Excerpted passage —
— Begin —
Sunday, 7 April 2019

"Grief is the thing with feathers" by Max Porter

Shortlisted for the 2015 Goldsmiths Prize which awarded to "fiction that breaks the mould or extends the possibilities of the novel form."

Told in a sort of mix between prose and poetry, from the point of view of the Dad and the Boys (and the Crow), this highly unusual book chronicles what happens to a man and his sons after their wife and mother dies. The grieving process is interrupted by Crow, conjured by the man's obsession with Ted Hughes. Crow is there not until the end of grieving, because grieving never dies, but until the end of hopelessness.

It is a very short book but I read it in just over a single sitting (it would have been a single sitting if I hadn't been interrupted to drive back home from Peterborough).

This is a lyrical evocation of grief and coping, when life must go on but sadness endures.
— End —
Provided data —
— Begin —
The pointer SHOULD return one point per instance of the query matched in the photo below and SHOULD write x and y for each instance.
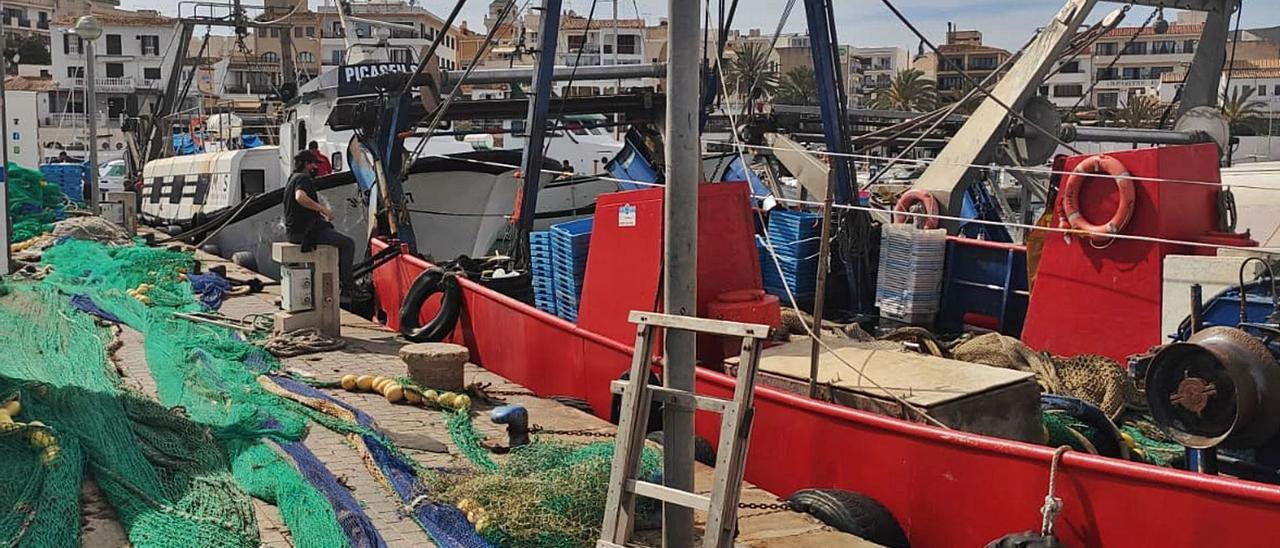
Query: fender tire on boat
— End —
— Begin —
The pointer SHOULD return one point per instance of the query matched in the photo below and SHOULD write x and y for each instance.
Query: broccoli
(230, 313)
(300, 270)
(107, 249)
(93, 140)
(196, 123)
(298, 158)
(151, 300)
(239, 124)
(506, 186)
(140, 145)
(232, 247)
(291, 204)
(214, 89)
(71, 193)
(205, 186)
— End —
— Begin —
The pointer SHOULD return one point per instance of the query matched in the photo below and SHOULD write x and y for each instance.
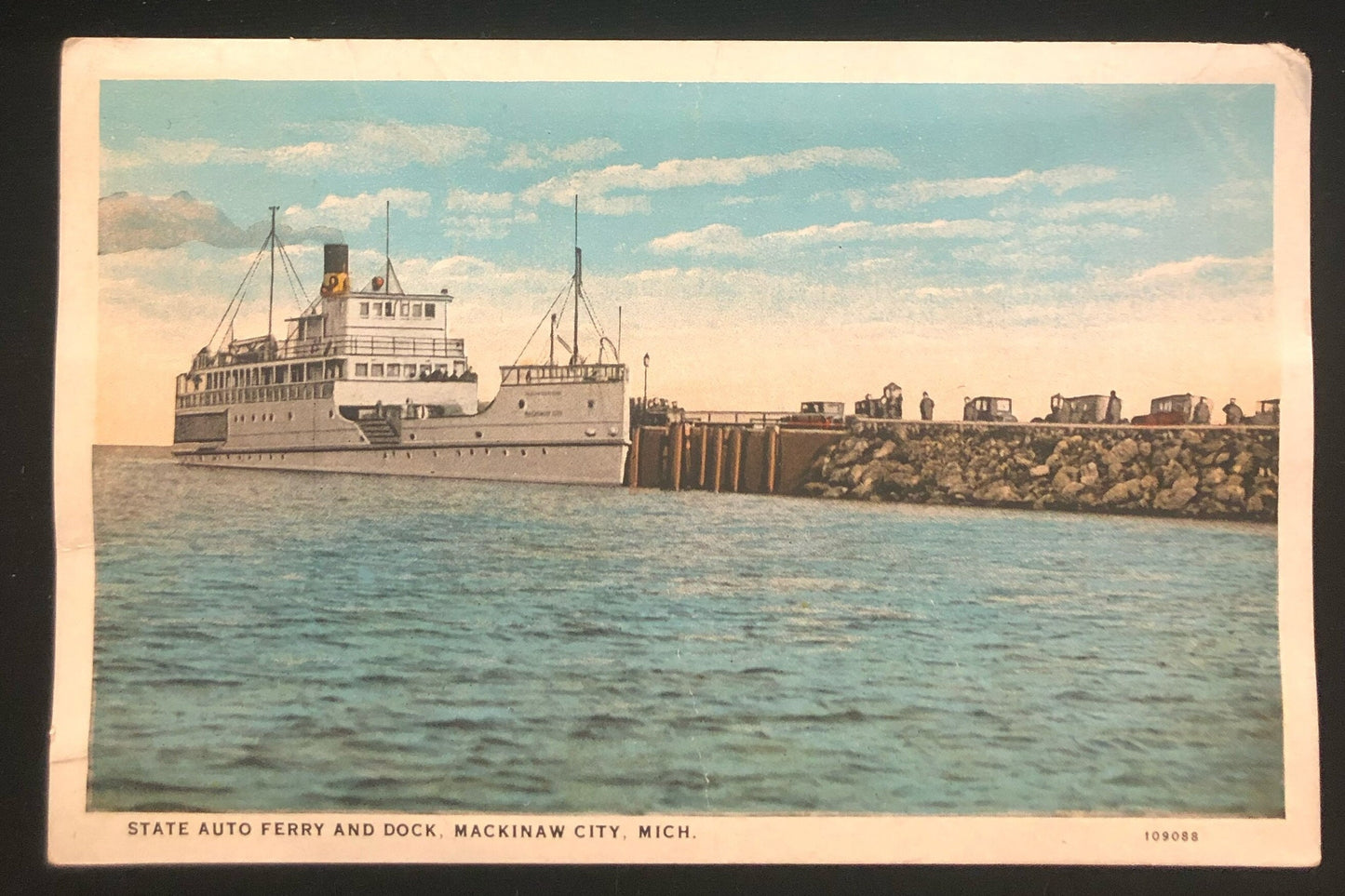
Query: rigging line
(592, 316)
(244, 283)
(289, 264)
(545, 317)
— End —
Things to do —
a) Answer these from the book review:
(i) Which prize was the book shortlisted for, and in what year?
(ii) From whose point of view is the book told?
(iii) What conjures Crow?
b) Condense the paragraph of the book review beginning "Told in a sort of mix" into a short bulleted list that keeps its main facts.
c) Reproduce the book review from "Sunday, 7 April" up to and including "but sadness endures.".
The items have no connection to the book review.

Final answers —
a)
(i) The Goldsmiths Prize, in 2015.
(ii) The Dad and the Boys (and the Crow).
(iii) The man's obsession with Ted Hughes.

b)
- Written in a mix of prose and poetry
- Told from the point of view of the Dad, the Boys and the Crow
- Follows a man and his sons after the death of their wife and mother
- Crow, conjured by the man's obsession with Ted Hughes, interrupts the grieving process
- Crow stays not until grieving ends, since grieving never dies, but until the end of hopelessness

c)
Sunday, 7 April 2019

"Grief is the thing with feathers" by Max Porter

Shortlisted for the 2015 Goldsmiths Prize which awarded to "fiction that breaks the mould or extends the possibilities of the novel form."

Told in a sort of mix between prose and poetry, from the point of view of the Dad and the Boys (and the Crow), this highly unusual book chronicles what happens to a man and his sons after their wife and mother dies. The grieving process is interrupted by Crow, conjured by the man's obsession with Ted Hughes. Crow is there not until the end of grieving, because grieving never dies, but until the end of hopelessness.

It is a very short book but I read it in just over a single sitting (it would have been a single sitting if I hadn't been interrupted to drive back home from Peterborough).

This is a lyrical evocation of grief and coping, when life must go on but sadness endures.